## Begin Records supplied

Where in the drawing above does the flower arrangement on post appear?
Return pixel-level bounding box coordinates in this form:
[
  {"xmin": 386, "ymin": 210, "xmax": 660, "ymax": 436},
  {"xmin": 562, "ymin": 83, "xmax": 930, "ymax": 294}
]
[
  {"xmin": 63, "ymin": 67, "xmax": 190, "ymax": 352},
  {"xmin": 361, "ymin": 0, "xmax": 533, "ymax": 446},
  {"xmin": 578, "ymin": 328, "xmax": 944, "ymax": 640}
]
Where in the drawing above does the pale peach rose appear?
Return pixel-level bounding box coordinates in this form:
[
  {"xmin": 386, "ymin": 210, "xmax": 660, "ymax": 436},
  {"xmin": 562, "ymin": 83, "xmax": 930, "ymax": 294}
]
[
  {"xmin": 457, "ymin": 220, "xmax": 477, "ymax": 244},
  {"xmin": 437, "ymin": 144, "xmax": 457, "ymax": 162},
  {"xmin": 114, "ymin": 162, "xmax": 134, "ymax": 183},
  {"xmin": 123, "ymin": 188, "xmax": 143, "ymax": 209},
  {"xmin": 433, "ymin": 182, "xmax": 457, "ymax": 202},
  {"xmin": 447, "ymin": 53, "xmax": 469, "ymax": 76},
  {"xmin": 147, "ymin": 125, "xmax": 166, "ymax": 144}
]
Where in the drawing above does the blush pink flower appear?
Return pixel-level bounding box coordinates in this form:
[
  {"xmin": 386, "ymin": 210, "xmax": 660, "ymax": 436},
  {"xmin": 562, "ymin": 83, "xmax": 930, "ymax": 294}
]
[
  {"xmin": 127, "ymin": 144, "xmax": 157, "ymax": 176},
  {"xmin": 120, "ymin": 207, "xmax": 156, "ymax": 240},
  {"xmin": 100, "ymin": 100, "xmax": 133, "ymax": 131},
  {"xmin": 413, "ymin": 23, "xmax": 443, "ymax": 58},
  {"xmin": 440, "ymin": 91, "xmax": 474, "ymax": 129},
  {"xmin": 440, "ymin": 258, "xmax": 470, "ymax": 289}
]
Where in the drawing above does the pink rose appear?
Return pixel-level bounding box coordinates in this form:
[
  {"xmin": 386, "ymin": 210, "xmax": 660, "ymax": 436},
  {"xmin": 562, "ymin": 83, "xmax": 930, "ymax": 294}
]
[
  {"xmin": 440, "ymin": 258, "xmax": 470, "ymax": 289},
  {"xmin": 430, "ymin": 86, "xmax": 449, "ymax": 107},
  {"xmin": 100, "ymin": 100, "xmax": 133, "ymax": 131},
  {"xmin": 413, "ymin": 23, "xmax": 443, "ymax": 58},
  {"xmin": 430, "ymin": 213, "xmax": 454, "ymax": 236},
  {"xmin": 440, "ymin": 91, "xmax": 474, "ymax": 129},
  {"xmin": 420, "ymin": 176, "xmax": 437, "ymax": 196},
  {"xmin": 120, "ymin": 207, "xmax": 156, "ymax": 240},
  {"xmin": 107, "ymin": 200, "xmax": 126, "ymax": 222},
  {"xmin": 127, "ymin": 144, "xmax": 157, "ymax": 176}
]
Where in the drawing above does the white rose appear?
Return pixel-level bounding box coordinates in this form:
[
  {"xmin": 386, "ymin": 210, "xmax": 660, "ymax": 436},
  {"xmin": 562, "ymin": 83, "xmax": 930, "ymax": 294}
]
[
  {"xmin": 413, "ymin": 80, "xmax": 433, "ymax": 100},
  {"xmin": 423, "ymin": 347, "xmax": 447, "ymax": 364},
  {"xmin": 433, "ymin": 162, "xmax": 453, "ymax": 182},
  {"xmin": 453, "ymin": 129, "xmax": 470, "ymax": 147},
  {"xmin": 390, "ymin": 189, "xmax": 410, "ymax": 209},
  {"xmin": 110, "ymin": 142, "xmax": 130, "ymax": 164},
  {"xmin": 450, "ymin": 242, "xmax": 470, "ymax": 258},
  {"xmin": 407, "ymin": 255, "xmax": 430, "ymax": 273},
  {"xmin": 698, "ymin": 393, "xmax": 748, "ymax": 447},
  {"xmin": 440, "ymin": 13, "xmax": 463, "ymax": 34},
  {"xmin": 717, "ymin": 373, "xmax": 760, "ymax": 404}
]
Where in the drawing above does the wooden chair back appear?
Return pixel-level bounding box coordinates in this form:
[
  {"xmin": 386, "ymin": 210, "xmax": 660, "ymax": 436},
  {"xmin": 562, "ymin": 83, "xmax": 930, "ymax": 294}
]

## End Records supplied

* [What the task requires] Reproduce the data in full, substituting "image" for every occurrence of "drawing" and leaving everything else unchanged.

* [Exercise solution]
Where in the image above does the flower arrangement on post appear?
Return pixel-level bounding box coordinates in this form:
[
  {"xmin": 386, "ymin": 210, "xmax": 660, "ymax": 436},
  {"xmin": 562, "ymin": 83, "xmax": 930, "ymax": 294}
]
[
  {"xmin": 63, "ymin": 67, "xmax": 190, "ymax": 352},
  {"xmin": 361, "ymin": 0, "xmax": 533, "ymax": 446},
  {"xmin": 578, "ymin": 328, "xmax": 944, "ymax": 640}
]
Where in the image above does the pale peach rose appear?
Return pixel-level bounding box coordinates in this form:
[
  {"xmin": 386, "ymin": 210, "xmax": 660, "ymax": 436},
  {"xmin": 562, "ymin": 83, "xmax": 930, "ymax": 294}
]
[
  {"xmin": 457, "ymin": 220, "xmax": 477, "ymax": 244},
  {"xmin": 437, "ymin": 144, "xmax": 457, "ymax": 162},
  {"xmin": 114, "ymin": 162, "xmax": 134, "ymax": 183},
  {"xmin": 123, "ymin": 188, "xmax": 143, "ymax": 209},
  {"xmin": 433, "ymin": 182, "xmax": 457, "ymax": 202},
  {"xmin": 447, "ymin": 53, "xmax": 469, "ymax": 76},
  {"xmin": 147, "ymin": 125, "xmax": 166, "ymax": 144}
]
Where in the image above does the blush pink flower appear?
Return pixel-level bounding box coordinates in this form:
[
  {"xmin": 386, "ymin": 210, "xmax": 660, "ymax": 436},
  {"xmin": 562, "ymin": 83, "xmax": 930, "ymax": 294}
]
[
  {"xmin": 127, "ymin": 144, "xmax": 157, "ymax": 176},
  {"xmin": 120, "ymin": 207, "xmax": 156, "ymax": 240},
  {"xmin": 100, "ymin": 100, "xmax": 133, "ymax": 131},
  {"xmin": 413, "ymin": 23, "xmax": 443, "ymax": 58},
  {"xmin": 440, "ymin": 91, "xmax": 474, "ymax": 129},
  {"xmin": 440, "ymin": 258, "xmax": 470, "ymax": 289}
]
Where in the image above does the pink rose appear?
Return pixel-level bounding box coordinates in this form:
[
  {"xmin": 386, "ymin": 210, "xmax": 660, "ymax": 436},
  {"xmin": 562, "ymin": 83, "xmax": 930, "ymax": 294}
]
[
  {"xmin": 440, "ymin": 258, "xmax": 470, "ymax": 289},
  {"xmin": 430, "ymin": 86, "xmax": 449, "ymax": 107},
  {"xmin": 100, "ymin": 100, "xmax": 133, "ymax": 131},
  {"xmin": 413, "ymin": 23, "xmax": 443, "ymax": 58},
  {"xmin": 430, "ymin": 213, "xmax": 454, "ymax": 236},
  {"xmin": 440, "ymin": 91, "xmax": 474, "ymax": 129},
  {"xmin": 420, "ymin": 176, "xmax": 437, "ymax": 196},
  {"xmin": 120, "ymin": 207, "xmax": 156, "ymax": 240},
  {"xmin": 107, "ymin": 200, "xmax": 126, "ymax": 222},
  {"xmin": 127, "ymin": 144, "xmax": 157, "ymax": 176}
]
Where in the image above does the white rose appear?
Return pixel-level bounding box coordinates in this form:
[
  {"xmin": 386, "ymin": 210, "xmax": 660, "ymax": 436},
  {"xmin": 562, "ymin": 83, "xmax": 930, "ymax": 294}
]
[
  {"xmin": 413, "ymin": 80, "xmax": 433, "ymax": 100},
  {"xmin": 423, "ymin": 347, "xmax": 447, "ymax": 364},
  {"xmin": 433, "ymin": 162, "xmax": 453, "ymax": 182},
  {"xmin": 453, "ymin": 129, "xmax": 470, "ymax": 147},
  {"xmin": 390, "ymin": 189, "xmax": 410, "ymax": 209},
  {"xmin": 110, "ymin": 142, "xmax": 130, "ymax": 164},
  {"xmin": 450, "ymin": 242, "xmax": 470, "ymax": 258},
  {"xmin": 407, "ymin": 255, "xmax": 430, "ymax": 273},
  {"xmin": 698, "ymin": 393, "xmax": 748, "ymax": 447},
  {"xmin": 440, "ymin": 13, "xmax": 463, "ymax": 34},
  {"xmin": 717, "ymin": 373, "xmax": 760, "ymax": 404}
]
Where in the image above does the wooden chair back appear?
Return pixel-level bounding box coordinates in this form:
[
  {"xmin": 386, "ymin": 210, "xmax": 660, "ymax": 436},
  {"xmin": 562, "ymin": 83, "xmax": 930, "ymax": 294}
]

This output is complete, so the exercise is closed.